> TEXT SHOWN:

━━━━━━

"If any of you lacks wisdom, he should ask God, who gives generously to all without finding fault, and it will be given to him." James 1:5
The music was loud and surrounded me as I sat in the football stadium turned music venue for a community-wide concert. I felt my phone vibrate in the seat of my canvas arm chair and I glanced down to note a text message from an unfamiliar number, asking me to call. I found a quieter spot and listened as the emergency room nurse told me of a very sick patient, adding, "The sister asked for you by name." Knowing the person involved and his long term health issues, I asked, "Is he dying?" The nurse hesitated a second before answering, "I think so."
I gathered up by things, said quick good byes to friends and family and began the walk to my car. Fifteen minutes later, I pulled back the curtain of the ER treatment room, holding a fresh package of tissue and my pocket Bible in the other hand.
Mr. R laid on the gurney with a neck immobilizer in place. Dried blood was matted in his white hair and seeping onto the sheet below. His face also showed evidence of trauma and a endotracheal tube protruded from his mouth, snaking over to the respirator two feet from the bed. I briefly took this in before reaching over to hug his sister and hold her while her shoulders shook with both sadness and shock. She took one of the tissues I offered and told me the story of how they had gone out to lunch together and then he simply tripped on the curb at his house when they came back. At the time, he appeared dazed but unhurt, having bounced his head hard on the cement. He was able to get up and make his way inside where she brought him an ice pack, got him settled, and left to go to her home, just a few blocks away. She later found out that he made some lucid phone calls to his children and told them how he had hit his head. But two hours later, when she called to check in, he didn't answer the phone. She hurried on over and when she arrived, found that he had somehow fallen again and this time, opened a gash on his head, possibly by hitting the granite counter top in the kitchen. He was on the kitchen floor in a pool of blood, drawn up into a fetal position, arms twisted in the awkward posture indicative of brain damage.
As she dried her tears, we stood around the gurney and prayed. We read a Psalm together and said the Lord's Prayer. After she had a few minutes to gather herself, I asked what the doctor had told her.
"They said he cannot recover from this," she answered. "He has a big bleed in his head." We talked more about what his wishes were and she told me unequivocally that "He would not want anything done to extend his life." Mr. R had been suffering from progressively worsening chronic obstructive pulmonary disease (COPD) and found each day a chore with breathing treatments, oxygen, difficulty sleeping, anxiety. His sister knew he was tired of fighting.
I had also spoken with him about his wishes. Two months before this event, when his sister was gone on an extended vacation, I called to check in and see how he was getting along in her absence. In the course of the conversation, we talked about what he would want if there ever came a time when he couldn't speak for himself. "Nothing. Absolutely nothing," was his firm response.

━━━━━━

> DATASET ENTRIES:
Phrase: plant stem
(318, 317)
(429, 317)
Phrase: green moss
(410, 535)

━━━━━━

> TO DO: Carry on the account of the emergency room visit to Mr. R and his sister, picking up directly after its final sentence.

> WRITTEN RESPONSE:
The ER nurse came in and said, "We have a bed for him in the ICU. He will go up there and you all can stay in the waiting area while they get him settled." I looked over at Mr. R whose choreoathetosis caused almost rhythmic leg movements. I touched his limp, cool hand and then, looking at his sister asked, "Do you think he would want to go to the ICU? Did you get a chance to talk with the doctor about his wishes?" His sister shook her head from side to side and said, "He was very clear about not wanting anything done to extend his life. And I have just talked with both of his children who confirm that we are not to do anything to make this go on."
The nurse looked surprised but said, "Let me get the doctor so you all can have a discussion about this."
While the nurse was gone, I explained what would happen if they extubated her brother. I explained the sedation that would be given and the possibility that he would continue to breathe for a period of time and need to be transferred to a palliative care unit for care until he died, reassuring her that through it all, the doctors and nurses would work hard to make sure that he had the best care possible to minimize suffering.
When the doctor came in, she talked quietly with the patient's sister, ascertaining that his wishes were well known and that the family was also on board. She clarified that no recovery could be expected from such a massive blow to the head and explained that his brain was slowly herniating through the natural opening at the base of the skull. Once the decision was made, she asked that we go into the family waiting area while respiratory therapy came to help take him off the vent.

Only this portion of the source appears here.